__SUPPLIED PASSAGE__.
+--

SAE - Analysis Techniques for Racecar Data Acquisition
|Publication Date:||30 March 2012|
A proven way for athletes to be successful in any sporting discipline is for them to record their performance, analyze what has happened, and draw conclusions from the factors that influence that performance. Marathon runners log their running speed and distance with their heart rate to optimize their training schedules. Football players record their games on video to evaluate techniques, performance, and tactics. Chess players write down every move in a game to replay and analyze it afterward. They measure something, learn from it, and try to use it to their advantage next time.
In motor racing, sophisticated recording devices are used in conjunction with numerous sensors to record what the car and its driver are doing. Engineers often are employed full-time to maintain the system, analyze the recorded data, and draw the correct conclusions from it.
Motor racing is known for high-end technology, and this technology changes every day. Ten years ago, racecar data acquisition was somewhat limited to well-funded teams in high-profile championships. Nowadays, the cost of electronics has decreased dramatically. Powerful computers are available for very little expense. Data acquisition systems are now sold for the price of a single racing tire. This means data acquisition has become accessible to everyone.

+--

__LISTING__.
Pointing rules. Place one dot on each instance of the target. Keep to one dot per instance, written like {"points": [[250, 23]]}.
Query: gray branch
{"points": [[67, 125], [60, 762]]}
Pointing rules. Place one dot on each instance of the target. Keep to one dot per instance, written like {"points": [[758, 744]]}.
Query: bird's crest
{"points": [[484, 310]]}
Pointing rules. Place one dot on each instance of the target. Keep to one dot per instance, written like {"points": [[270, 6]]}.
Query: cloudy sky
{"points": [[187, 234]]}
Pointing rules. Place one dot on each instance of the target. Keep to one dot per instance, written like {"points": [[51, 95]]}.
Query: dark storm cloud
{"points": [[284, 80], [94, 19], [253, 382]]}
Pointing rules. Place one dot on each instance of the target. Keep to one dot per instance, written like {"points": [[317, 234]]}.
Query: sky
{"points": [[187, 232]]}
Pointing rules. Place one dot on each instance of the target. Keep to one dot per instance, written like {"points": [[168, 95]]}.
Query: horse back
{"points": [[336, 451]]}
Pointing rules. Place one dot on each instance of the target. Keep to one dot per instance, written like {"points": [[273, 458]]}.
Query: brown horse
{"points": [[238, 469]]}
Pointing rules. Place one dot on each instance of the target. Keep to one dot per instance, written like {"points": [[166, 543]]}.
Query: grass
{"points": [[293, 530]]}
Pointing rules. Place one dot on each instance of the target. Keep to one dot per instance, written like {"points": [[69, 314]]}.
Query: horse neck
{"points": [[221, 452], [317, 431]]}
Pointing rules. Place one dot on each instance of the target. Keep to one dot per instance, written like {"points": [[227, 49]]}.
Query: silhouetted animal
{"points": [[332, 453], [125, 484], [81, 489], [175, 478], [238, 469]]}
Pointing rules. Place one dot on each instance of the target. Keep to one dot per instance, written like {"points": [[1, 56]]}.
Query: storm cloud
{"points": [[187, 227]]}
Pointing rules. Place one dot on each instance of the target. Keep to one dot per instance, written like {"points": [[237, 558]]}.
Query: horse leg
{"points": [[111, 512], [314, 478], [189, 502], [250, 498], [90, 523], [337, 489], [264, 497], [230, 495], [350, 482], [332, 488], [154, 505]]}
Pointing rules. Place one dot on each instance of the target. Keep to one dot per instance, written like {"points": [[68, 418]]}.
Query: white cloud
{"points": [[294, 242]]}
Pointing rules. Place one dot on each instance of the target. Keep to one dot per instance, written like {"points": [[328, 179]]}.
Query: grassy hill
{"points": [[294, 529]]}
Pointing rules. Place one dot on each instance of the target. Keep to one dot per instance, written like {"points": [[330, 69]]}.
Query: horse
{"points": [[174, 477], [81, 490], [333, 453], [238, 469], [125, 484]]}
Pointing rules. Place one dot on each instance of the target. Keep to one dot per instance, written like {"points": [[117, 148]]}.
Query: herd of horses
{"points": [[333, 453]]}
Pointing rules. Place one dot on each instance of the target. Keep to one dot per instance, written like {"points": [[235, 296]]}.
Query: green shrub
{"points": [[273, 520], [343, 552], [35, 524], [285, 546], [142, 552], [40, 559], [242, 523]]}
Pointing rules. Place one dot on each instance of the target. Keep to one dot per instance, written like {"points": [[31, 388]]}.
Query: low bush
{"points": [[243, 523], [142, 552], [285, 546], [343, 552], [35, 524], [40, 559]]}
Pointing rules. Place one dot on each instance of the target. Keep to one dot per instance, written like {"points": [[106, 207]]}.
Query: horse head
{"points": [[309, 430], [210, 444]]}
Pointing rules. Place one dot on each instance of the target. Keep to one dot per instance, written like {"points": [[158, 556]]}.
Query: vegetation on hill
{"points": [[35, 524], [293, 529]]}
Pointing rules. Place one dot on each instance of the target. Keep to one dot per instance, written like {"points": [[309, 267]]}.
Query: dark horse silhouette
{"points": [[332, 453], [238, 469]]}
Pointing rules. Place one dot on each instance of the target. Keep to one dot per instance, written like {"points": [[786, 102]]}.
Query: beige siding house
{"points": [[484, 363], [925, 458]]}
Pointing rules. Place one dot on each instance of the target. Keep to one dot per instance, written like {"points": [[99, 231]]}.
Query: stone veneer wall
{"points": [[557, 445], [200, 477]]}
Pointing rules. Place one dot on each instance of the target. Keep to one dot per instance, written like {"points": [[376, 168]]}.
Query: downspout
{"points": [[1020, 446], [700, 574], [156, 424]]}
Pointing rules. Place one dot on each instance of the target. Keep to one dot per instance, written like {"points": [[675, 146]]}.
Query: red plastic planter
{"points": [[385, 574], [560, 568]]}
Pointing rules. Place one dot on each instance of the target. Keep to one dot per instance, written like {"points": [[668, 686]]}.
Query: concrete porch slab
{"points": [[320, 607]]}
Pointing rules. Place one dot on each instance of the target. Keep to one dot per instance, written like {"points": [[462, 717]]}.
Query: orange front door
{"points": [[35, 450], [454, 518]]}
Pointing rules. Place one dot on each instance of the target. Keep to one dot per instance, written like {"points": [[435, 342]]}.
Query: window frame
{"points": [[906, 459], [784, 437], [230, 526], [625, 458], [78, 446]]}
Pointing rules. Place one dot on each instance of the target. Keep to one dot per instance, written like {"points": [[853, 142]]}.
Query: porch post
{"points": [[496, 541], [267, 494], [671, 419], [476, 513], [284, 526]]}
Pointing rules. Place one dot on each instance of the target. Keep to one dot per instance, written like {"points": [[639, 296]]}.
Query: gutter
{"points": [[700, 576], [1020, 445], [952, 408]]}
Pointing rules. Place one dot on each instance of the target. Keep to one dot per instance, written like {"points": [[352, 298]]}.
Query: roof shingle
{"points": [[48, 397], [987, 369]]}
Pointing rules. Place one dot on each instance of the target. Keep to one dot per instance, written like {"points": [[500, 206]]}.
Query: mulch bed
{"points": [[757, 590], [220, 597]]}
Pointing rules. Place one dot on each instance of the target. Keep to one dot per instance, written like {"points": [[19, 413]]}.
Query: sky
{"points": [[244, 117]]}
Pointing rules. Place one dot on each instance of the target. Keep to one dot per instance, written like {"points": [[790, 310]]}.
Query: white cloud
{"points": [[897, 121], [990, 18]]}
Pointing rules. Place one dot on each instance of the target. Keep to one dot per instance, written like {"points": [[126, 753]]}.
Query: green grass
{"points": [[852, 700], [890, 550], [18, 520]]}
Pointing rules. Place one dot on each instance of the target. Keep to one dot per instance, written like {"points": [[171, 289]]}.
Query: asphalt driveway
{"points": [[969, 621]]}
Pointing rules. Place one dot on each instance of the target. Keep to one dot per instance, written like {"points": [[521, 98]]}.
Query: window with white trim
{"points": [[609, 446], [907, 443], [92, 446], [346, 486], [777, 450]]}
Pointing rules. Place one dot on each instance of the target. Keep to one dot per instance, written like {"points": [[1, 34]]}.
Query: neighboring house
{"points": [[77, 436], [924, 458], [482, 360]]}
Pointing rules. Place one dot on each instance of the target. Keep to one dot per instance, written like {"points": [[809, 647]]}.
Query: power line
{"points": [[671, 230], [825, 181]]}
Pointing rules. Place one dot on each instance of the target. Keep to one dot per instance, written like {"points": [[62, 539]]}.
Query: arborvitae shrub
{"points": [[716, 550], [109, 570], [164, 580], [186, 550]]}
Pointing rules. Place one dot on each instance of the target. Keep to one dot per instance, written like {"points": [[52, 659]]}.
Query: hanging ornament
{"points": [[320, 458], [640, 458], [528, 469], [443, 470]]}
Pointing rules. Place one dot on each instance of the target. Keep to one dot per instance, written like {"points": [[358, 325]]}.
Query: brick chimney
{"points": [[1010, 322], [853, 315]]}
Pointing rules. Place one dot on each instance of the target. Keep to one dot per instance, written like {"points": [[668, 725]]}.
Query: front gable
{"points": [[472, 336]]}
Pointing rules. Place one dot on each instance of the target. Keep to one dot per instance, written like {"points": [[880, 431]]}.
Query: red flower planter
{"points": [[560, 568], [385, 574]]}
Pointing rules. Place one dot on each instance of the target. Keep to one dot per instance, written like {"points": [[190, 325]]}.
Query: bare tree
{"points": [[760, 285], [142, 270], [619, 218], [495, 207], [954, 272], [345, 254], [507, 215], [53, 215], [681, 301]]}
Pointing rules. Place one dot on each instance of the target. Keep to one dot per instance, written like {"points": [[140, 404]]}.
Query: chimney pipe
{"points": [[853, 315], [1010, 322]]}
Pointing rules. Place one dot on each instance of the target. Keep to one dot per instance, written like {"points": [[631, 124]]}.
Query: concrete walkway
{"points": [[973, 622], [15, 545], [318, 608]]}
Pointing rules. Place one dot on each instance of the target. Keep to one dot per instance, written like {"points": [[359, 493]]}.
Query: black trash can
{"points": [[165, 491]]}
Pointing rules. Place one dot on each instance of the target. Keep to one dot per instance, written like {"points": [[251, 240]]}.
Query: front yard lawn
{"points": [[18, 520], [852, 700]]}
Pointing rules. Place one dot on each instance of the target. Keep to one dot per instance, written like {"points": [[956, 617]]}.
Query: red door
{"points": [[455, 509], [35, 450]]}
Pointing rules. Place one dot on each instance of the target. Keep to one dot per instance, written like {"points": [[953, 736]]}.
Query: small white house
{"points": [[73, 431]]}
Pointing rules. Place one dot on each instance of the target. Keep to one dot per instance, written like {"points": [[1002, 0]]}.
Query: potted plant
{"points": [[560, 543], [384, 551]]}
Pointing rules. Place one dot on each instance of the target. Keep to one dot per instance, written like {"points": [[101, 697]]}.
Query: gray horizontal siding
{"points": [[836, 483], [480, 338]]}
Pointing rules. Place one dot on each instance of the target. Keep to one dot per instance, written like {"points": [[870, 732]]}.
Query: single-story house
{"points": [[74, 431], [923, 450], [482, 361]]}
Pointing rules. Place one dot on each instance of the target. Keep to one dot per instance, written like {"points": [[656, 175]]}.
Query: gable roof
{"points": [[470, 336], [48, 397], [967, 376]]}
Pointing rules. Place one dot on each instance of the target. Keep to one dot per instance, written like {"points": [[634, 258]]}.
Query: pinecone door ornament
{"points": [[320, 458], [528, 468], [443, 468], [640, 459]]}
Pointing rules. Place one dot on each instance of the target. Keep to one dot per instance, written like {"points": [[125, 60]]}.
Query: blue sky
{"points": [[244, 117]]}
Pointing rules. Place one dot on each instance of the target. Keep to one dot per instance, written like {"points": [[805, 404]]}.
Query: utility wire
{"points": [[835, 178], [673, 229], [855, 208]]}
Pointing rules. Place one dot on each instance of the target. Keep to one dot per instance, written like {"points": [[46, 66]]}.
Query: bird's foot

+--

__DIRECTIONS__.
1. Do the following statements agree with the passage on racecar data acquisition? Answer yes or no for each and quote the words from the passage that decide it. (a) Chess players write down every move so they can replay and analyze the game afterward. (b) Data acquisition systems are now sold for the price of a full set of racing tires. (c) Ten years ago, racecar data acquisition was available to every team.
2. Translate this sentence from the passage on racecar data acquisition into Spanish: "Engineers often are employed full-time to maintain the system, analyze the recorded data, and draw the correct conclusions from it."

__TASK-BY-TASK OUTPUTS__.
1.
(a) Yes: "Chess players write down every move in a game to replay and analyze it afterward."
(b) No: "Data acquisition systems are now sold for the price of a single racing tire."
(c) No: "Ten years ago, racecar data acquisition was somewhat limited to well-funded teams in high-profile championships."

2. A menudo se emplea a ingenieros a tiempo completo para mantener el sistema, analizar los datos registrados y sacar de ellos las conclusiones correctas.